◆ OBJECTIVE ◆
Pull out every line below that contains the word "petal". Letter case matters.
-- Start of INPUT FOR THIS TASK --
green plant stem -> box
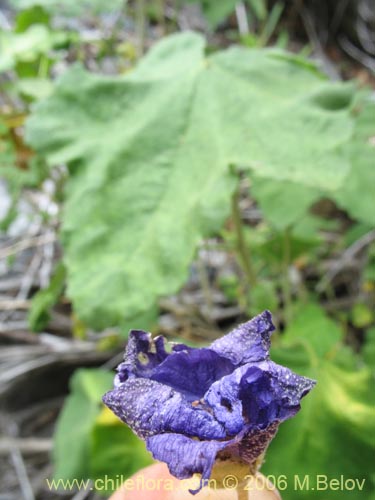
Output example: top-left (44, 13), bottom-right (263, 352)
top-left (232, 189), bottom-right (256, 287)
top-left (282, 227), bottom-right (292, 323)
top-left (237, 483), bottom-right (249, 500)
top-left (135, 0), bottom-right (146, 57)
top-left (198, 252), bottom-right (214, 316)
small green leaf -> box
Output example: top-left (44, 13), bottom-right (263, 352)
top-left (89, 408), bottom-right (152, 494)
top-left (28, 262), bottom-right (65, 332)
top-left (262, 347), bottom-right (375, 500)
top-left (251, 175), bottom-right (321, 230)
top-left (249, 281), bottom-right (278, 316)
top-left (53, 369), bottom-right (113, 479)
top-left (283, 304), bottom-right (343, 358)
top-left (351, 302), bottom-right (374, 328)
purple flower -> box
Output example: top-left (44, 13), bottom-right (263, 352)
top-left (103, 311), bottom-right (315, 494)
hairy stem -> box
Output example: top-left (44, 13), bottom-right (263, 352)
top-left (135, 0), bottom-right (146, 57)
top-left (282, 228), bottom-right (292, 324)
top-left (232, 189), bottom-right (256, 286)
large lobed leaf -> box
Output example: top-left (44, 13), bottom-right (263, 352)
top-left (27, 33), bottom-right (353, 328)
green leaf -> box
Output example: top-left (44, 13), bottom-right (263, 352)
top-left (28, 262), bottom-right (65, 332)
top-left (0, 24), bottom-right (53, 72)
top-left (262, 349), bottom-right (375, 500)
top-left (249, 281), bottom-right (278, 316)
top-left (8, 0), bottom-right (124, 16)
top-left (251, 175), bottom-right (321, 230)
top-left (53, 369), bottom-right (113, 479)
top-left (262, 304), bottom-right (375, 500)
top-left (89, 408), bottom-right (152, 494)
top-left (283, 303), bottom-right (343, 358)
top-left (14, 5), bottom-right (50, 33)
top-left (247, 0), bottom-right (268, 21)
top-left (27, 33), bottom-right (353, 328)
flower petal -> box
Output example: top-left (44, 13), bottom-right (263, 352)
top-left (114, 330), bottom-right (168, 386)
top-left (204, 361), bottom-right (315, 435)
top-left (151, 349), bottom-right (234, 400)
top-left (146, 434), bottom-right (228, 493)
top-left (210, 311), bottom-right (275, 365)
top-left (103, 377), bottom-right (226, 439)
top-left (219, 422), bottom-right (279, 465)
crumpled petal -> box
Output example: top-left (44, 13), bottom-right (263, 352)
top-left (210, 311), bottom-right (275, 365)
top-left (146, 434), bottom-right (228, 493)
top-left (103, 311), bottom-right (315, 491)
top-left (151, 349), bottom-right (234, 400)
top-left (103, 378), bottom-right (226, 439)
top-left (222, 421), bottom-right (280, 465)
top-left (203, 361), bottom-right (315, 435)
top-left (114, 330), bottom-right (168, 386)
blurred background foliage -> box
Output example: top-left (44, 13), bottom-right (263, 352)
top-left (0, 0), bottom-right (375, 500)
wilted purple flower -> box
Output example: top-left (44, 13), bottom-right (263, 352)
top-left (103, 311), bottom-right (315, 494)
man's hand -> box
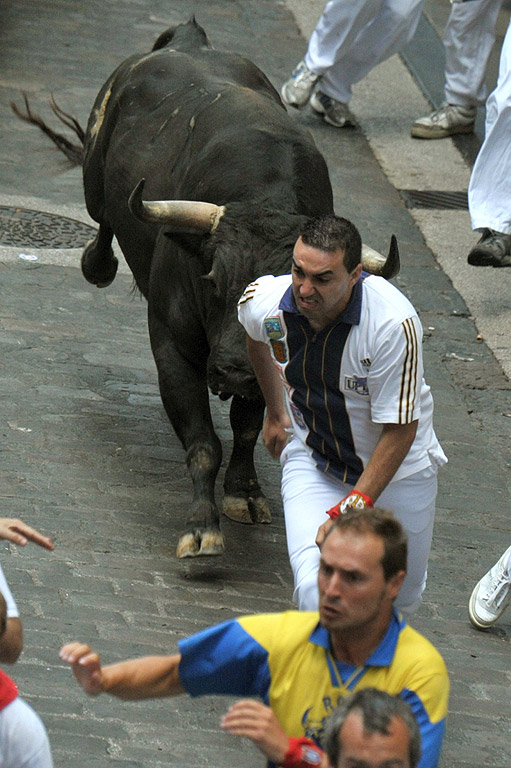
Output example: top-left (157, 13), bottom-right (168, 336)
top-left (316, 518), bottom-right (335, 549)
top-left (0, 517), bottom-right (53, 551)
top-left (263, 412), bottom-right (293, 459)
top-left (220, 699), bottom-right (289, 765)
top-left (59, 643), bottom-right (103, 696)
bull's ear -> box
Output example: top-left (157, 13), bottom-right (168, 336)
top-left (163, 230), bottom-right (205, 256)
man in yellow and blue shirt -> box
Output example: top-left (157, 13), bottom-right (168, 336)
top-left (61, 509), bottom-right (449, 768)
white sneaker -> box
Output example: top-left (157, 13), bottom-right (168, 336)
top-left (280, 61), bottom-right (320, 107)
top-left (410, 104), bottom-right (477, 139)
top-left (311, 90), bottom-right (357, 128)
top-left (468, 547), bottom-right (511, 629)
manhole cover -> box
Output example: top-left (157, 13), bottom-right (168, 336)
top-left (399, 189), bottom-right (468, 210)
top-left (0, 205), bottom-right (97, 248)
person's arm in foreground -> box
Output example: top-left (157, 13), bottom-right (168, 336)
top-left (0, 517), bottom-right (53, 551)
top-left (59, 642), bottom-right (186, 699)
top-left (247, 336), bottom-right (291, 459)
top-left (316, 419), bottom-right (419, 547)
top-left (0, 517), bottom-right (53, 664)
top-left (220, 699), bottom-right (328, 768)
-- End of INPUT FOR THIS TASK --
◆ RIGHT ANSWER ◆
flower petal -> box
crumpled petal -> box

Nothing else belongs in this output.